◆ **WORK REQUIRED**: Copy each line of the data below exactly, leaving out pictures.

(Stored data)
■ ■ ■ ■ ■

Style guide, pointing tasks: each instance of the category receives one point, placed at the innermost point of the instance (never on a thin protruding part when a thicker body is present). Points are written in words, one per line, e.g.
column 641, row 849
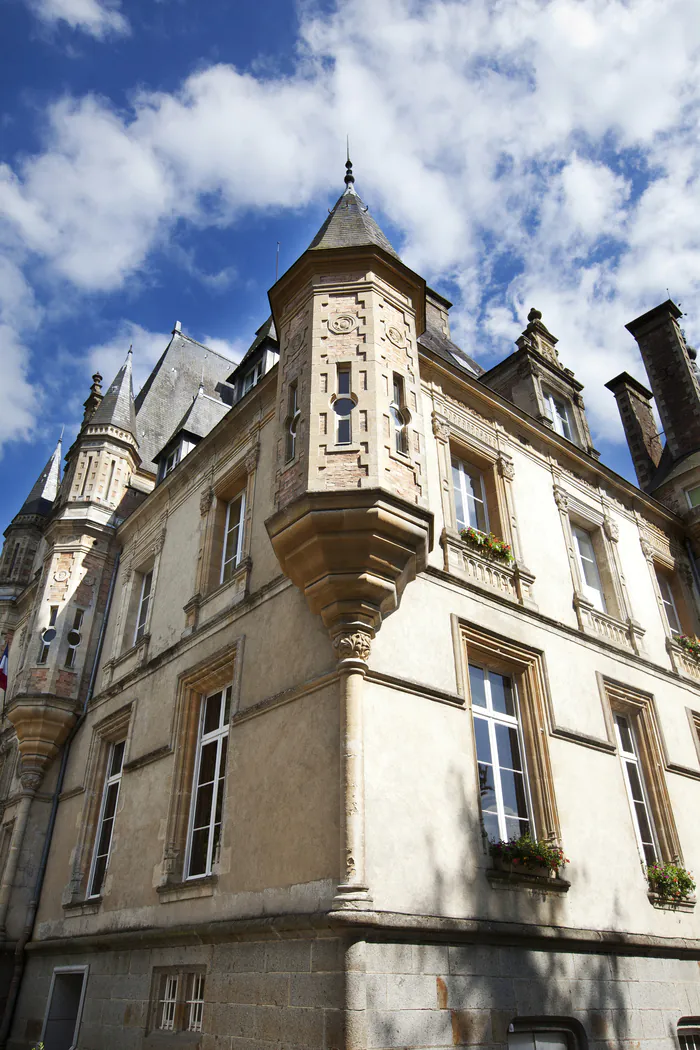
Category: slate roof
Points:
column 45, row 487
column 437, row 341
column 167, row 394
column 266, row 332
column 117, row 406
column 349, row 225
column 202, row 417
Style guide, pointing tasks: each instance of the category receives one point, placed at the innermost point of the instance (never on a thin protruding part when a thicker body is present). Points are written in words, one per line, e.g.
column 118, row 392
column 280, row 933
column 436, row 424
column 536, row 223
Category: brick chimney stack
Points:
column 634, row 403
column 672, row 376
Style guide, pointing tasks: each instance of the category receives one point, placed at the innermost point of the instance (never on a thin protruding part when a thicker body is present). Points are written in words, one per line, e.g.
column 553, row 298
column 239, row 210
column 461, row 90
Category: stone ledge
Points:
column 527, row 880
column 667, row 905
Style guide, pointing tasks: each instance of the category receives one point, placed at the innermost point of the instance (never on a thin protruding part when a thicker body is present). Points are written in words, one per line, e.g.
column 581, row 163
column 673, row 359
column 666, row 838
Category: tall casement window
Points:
column 75, row 637
column 399, row 416
column 47, row 635
column 559, row 413
column 588, row 566
column 343, row 406
column 208, row 789
column 179, row 1001
column 233, row 536
column 106, row 820
column 144, row 606
column 292, row 422
column 634, row 781
column 503, row 782
column 688, row 1033
column 670, row 608
column 469, row 492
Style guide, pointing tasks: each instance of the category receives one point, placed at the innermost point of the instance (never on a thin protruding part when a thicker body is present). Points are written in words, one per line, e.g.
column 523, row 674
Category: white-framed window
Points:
column 688, row 1033
column 503, row 783
column 557, row 410
column 195, row 1002
column 75, row 637
column 251, row 378
column 469, row 492
column 343, row 406
column 399, row 416
column 168, row 1003
column 634, row 781
column 64, row 1009
column 292, row 422
column 103, row 840
column 693, row 497
column 207, row 806
column 588, row 567
column 669, row 601
column 144, row 605
column 47, row 635
column 233, row 536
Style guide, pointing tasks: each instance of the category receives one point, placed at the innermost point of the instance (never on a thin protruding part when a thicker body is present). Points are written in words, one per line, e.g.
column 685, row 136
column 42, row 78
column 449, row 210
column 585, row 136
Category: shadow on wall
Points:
column 470, row 994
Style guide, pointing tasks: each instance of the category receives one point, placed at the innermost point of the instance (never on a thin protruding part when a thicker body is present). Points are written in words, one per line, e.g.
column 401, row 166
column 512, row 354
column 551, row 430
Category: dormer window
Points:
column 558, row 412
column 251, row 378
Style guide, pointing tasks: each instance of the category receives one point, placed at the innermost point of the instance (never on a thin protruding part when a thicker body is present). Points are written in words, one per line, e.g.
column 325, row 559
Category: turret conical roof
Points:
column 117, row 406
column 349, row 224
column 45, row 487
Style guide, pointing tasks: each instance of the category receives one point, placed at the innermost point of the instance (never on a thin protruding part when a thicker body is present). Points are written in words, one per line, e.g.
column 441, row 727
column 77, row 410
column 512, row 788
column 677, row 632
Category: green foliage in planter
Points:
column 488, row 544
column 671, row 881
column 527, row 852
column 691, row 646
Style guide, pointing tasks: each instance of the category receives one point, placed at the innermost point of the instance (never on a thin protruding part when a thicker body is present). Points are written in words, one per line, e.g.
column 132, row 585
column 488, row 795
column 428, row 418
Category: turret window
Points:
column 469, row 492
column 557, row 411
column 399, row 416
column 343, row 405
column 75, row 637
column 47, row 635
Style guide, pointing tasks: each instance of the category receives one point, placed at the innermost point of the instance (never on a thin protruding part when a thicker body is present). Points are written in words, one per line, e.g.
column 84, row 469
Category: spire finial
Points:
column 349, row 177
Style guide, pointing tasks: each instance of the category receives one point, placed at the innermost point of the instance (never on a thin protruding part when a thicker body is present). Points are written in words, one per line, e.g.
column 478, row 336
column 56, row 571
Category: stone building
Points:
column 272, row 698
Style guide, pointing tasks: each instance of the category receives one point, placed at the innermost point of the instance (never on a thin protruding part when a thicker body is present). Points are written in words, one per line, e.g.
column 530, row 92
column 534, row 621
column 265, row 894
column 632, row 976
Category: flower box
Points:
column 670, row 883
column 488, row 545
column 691, row 646
column 528, row 857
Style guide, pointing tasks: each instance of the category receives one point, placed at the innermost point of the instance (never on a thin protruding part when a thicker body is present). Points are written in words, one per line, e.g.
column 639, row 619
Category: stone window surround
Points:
column 675, row 565
column 496, row 467
column 640, row 708
column 617, row 624
column 179, row 1035
column 114, row 728
column 527, row 667
column 219, row 670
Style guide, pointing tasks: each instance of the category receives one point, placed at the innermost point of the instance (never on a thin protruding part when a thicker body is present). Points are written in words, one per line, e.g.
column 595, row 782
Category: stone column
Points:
column 352, row 644
column 30, row 781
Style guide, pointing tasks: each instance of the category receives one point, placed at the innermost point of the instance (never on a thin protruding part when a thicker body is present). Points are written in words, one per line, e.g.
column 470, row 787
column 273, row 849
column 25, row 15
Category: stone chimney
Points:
column 672, row 376
column 634, row 404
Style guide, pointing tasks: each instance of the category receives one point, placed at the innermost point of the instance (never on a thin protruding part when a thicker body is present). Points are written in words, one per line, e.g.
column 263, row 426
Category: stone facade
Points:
column 255, row 811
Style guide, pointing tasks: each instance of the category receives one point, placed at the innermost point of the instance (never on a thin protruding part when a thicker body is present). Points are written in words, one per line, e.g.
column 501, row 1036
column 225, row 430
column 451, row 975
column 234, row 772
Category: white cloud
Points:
column 97, row 19
column 530, row 151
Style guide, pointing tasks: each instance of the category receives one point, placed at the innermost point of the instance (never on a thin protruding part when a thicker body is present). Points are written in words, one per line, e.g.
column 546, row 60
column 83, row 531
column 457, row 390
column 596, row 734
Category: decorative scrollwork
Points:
column 353, row 645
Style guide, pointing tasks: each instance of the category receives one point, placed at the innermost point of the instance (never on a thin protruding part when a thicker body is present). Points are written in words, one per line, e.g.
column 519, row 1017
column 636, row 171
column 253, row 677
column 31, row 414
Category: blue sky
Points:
column 516, row 152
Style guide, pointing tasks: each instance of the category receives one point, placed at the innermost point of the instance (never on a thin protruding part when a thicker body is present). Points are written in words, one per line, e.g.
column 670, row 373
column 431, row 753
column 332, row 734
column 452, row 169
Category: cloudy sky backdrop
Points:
column 516, row 152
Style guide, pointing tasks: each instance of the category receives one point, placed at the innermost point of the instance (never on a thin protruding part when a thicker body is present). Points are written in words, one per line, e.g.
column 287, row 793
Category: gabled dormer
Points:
column 202, row 417
column 259, row 358
column 534, row 379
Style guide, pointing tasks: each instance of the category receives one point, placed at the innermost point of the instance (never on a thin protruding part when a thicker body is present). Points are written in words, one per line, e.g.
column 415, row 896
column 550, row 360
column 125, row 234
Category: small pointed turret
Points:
column 349, row 224
column 117, row 406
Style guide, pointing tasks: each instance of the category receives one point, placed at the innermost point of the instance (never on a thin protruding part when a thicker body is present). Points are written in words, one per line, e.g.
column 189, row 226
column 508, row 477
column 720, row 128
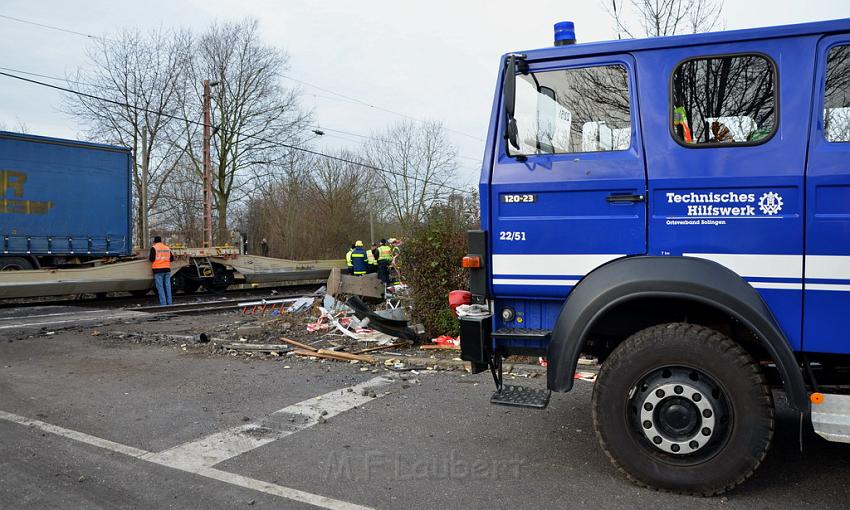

■ ■ ■ ■ ■

◆ **RESPONSE BOX**:
Style guide, pointing tasks: each instance of the category receives one point, placed at the innermost point of the instance (never on a thin protruding part when a thicker body is present). Points are written in words, one per line, e.g.
column 641, row 849
Category: slate roof
Points:
column 45, row 487
column 437, row 341
column 167, row 394
column 266, row 332
column 117, row 406
column 349, row 225
column 202, row 417
Style guide, pointing tasks: each instance of the category receives one point, placed at the innermost point of the instance (never on a thin protruding part when a thicker body is present). Points are written in words, one per line, e.g.
column 118, row 392
column 280, row 933
column 436, row 424
column 536, row 223
Category: brick chimney stack
Points:
column 634, row 403
column 672, row 376
Style guide, pointing tasks: each instance of the category receives one point, placed at the innermost point of the instance (never on a thin protruding part when a thicker body is present). Points are written in words, one per line, e.g.
column 553, row 298
column 239, row 210
column 461, row 90
Category: stone ledge
Points:
column 527, row 880
column 667, row 905
Style guide, pointing tasks: each instance of the category receives one point, placed at the innermost point of the instance (never on a thin protruding part when a thicker body is present). Points are written in words, one per line, e.g.
column 581, row 163
column 673, row 359
column 666, row 838
Category: tall casement window
Points:
column 75, row 637
column 399, row 416
column 47, row 635
column 559, row 413
column 588, row 566
column 343, row 406
column 208, row 789
column 179, row 1001
column 233, row 536
column 106, row 820
column 144, row 606
column 292, row 422
column 634, row 781
column 503, row 782
column 688, row 1033
column 670, row 608
column 469, row 492
Style guide, pointing tasks: each instance of the category receives one point, placed at the innermost point of the instance (never on a thin protruding part when a thicker body is present). Points are written in words, one per line, e.g.
column 523, row 674
Category: white-framed window
Points:
column 688, row 1033
column 503, row 783
column 557, row 410
column 195, row 1002
column 75, row 637
column 251, row 378
column 469, row 492
column 343, row 406
column 399, row 416
column 168, row 1003
column 634, row 781
column 64, row 1009
column 292, row 422
column 103, row 840
column 693, row 497
column 207, row 806
column 588, row 567
column 669, row 601
column 144, row 605
column 47, row 635
column 233, row 536
Style guide, pointing tasks: each instance of the category receives one point, placed at the innermost point of the instance (never on a thin protruding part when a thicker body is present). Points are written in words, one per line, e.g.
column 685, row 136
column 42, row 78
column 449, row 210
column 585, row 136
Category: shadow on wall
Points:
column 470, row 994
Style guide, pointing tasks: each instance of the category receives one point, placed at the innermost point of the instance (never on a thin protruding part when a thicker body is present). Points are written in words, one per line, e.g.
column 401, row 166
column 512, row 354
column 551, row 430
Category: dormer window
Points:
column 558, row 412
column 251, row 378
Style guide, pointing tasks: each instance of the category receives one point, placed at the innermost point of the instance (never on a thin protruding part when a thicker body is present). Points are written in words, one per line, e.g.
column 325, row 559
Category: turret conical roof
Points:
column 117, row 406
column 349, row 224
column 45, row 487
Style guide, pointing tasks: each instance of the category receives one point, placed at the innermost point of the instance (never on a thin protruding part when a thicker body is present). Points are written in words, one per line, e.g.
column 441, row 727
column 77, row 410
column 512, row 788
column 677, row 632
Category: green foliage in planter
Points:
column 488, row 544
column 671, row 881
column 527, row 852
column 691, row 646
Style guide, pointing tasks: each instance of the category receives one point, placed at the innermost point of the instance (never on a thin protruding part when a thicker body is present). Points are written in words, one per line, e.g.
column 132, row 585
column 488, row 795
column 428, row 418
Category: turret window
Points:
column 469, row 492
column 557, row 411
column 399, row 416
column 343, row 405
column 75, row 637
column 47, row 635
Style guide, pointing tasks: each instance of the category receives one point, placed at the innermost point of the instance (never on a thin protruding part when a thicker body is present). Points are written in words, one per line, e.g.
column 84, row 469
Category: spire finial
Points:
column 349, row 177
Style guide, pointing tasks: each instance of the category receives one point, placed at the innermost point of the instance (never on a thin protruding part when a thicker body is present). Points are written in words, one per line, e.g.
column 478, row 336
column 56, row 571
Category: stone building
Points:
column 272, row 698
Style guide, pointing tasks: each instance of the category receives one point, placed at the innermost point of the instance (never on a thin protruding part when a thicker body is present). Points are written in words, one per line, e.g.
column 530, row 92
column 534, row 621
column 265, row 894
column 632, row 976
Category: flower box
Points:
column 670, row 883
column 488, row 545
column 691, row 646
column 528, row 857
Style guide, pointing tasks: each instance of the category receives one point, placed at the innermost point of the instance (never on a thin protruding part when a thicker body is present). Points are written in words, one per line, e.g.
column 639, row 619
Category: stone window surround
Points:
column 675, row 565
column 496, row 467
column 640, row 708
column 617, row 624
column 179, row 1035
column 114, row 728
column 527, row 667
column 219, row 670
Style guide, pointing tasks: each instance of the category receives one point, placed at the innermost point of the instance (never on a thin protruding part when a thicker body is present). Points are written in words, one per line, e.g.
column 595, row 782
Category: stone column
Points:
column 352, row 644
column 30, row 781
Style guide, pointing tasks: each instance of the category receives one point, placed at the innermost point of the instance (never on a thin protruding part when a thicker body is present). Points are written in words, one per line, e.g.
column 470, row 787
column 273, row 849
column 25, row 15
Category: stone chimney
Points:
column 672, row 376
column 634, row 404
Style guide, pointing tasks: each instance of the category receives one point, placed at the innermost point of the instance (never on a thin protruding part when a thicker body is present). Points are written in words, one per line, e.g.
column 263, row 426
Category: stone facade
Points:
column 255, row 811
Style guide, pointing tasks: each instance of the category receives one point, placed at the innermost point of the instance (never on a thin protruding part when a thicker body is present). Points are written in words, one per line, e.g.
column 501, row 1036
column 225, row 430
column 451, row 975
column 234, row 772
Category: white cloud
Points:
column 97, row 19
column 530, row 151
Style guide, pointing tasks: each instance of the category receives one point, placed at the innermost point of the instance (never on a thin protruding part when a thicker body is present). Points are written in words, one per line, e.g.
column 546, row 60
column 83, row 531
column 457, row 390
column 596, row 734
Category: decorative scrollwork
Points:
column 353, row 645
Style guide, pointing tasks: each instance of the category receives one point, placed at the innermost point of the instance (never on a thin protruding part when a thicker body is present). Points are written in words, one per line, e.g.
column 519, row 1017
column 636, row 171
column 253, row 677
column 31, row 414
Category: blue sky
Points:
column 516, row 152
Style guide, pointing tasks: each instance of the category receives one point, placed at the innermost point of the instance (never on a thin protruding part when a thicker body is present). Points are written in words, one per line, e.g.
column 670, row 373
column 431, row 753
column 332, row 734
column 452, row 169
Category: cloudy sky backdrop
Points:
column 516, row 152
Style guide, pointing tasks: each instance of the category receives one point, placed at the innermost point of the instance (never on a thin protruding part when a thicker body is present). Points are written in words, one per line, e.g.
column 287, row 793
Category: gabled dormer
Points:
column 202, row 417
column 259, row 358
column 534, row 379
Style guide, pointing tasks: each instance of the category receives one point, placed at the innermost point of the instance (never on a thin protruding part when a thicker body is present). Points are written in words, one per line, e.g.
column 415, row 896
column 550, row 360
column 125, row 234
Category: small pointed turret
Points:
column 349, row 224
column 117, row 406
Style guide, pointing tasks: each instance of the category receives one point, placed at the innermost point of the instance (never on a thin protruding part when a thicker body is present). Points are written in words, one per line, e.g.
column 189, row 226
column 508, row 477
column 720, row 128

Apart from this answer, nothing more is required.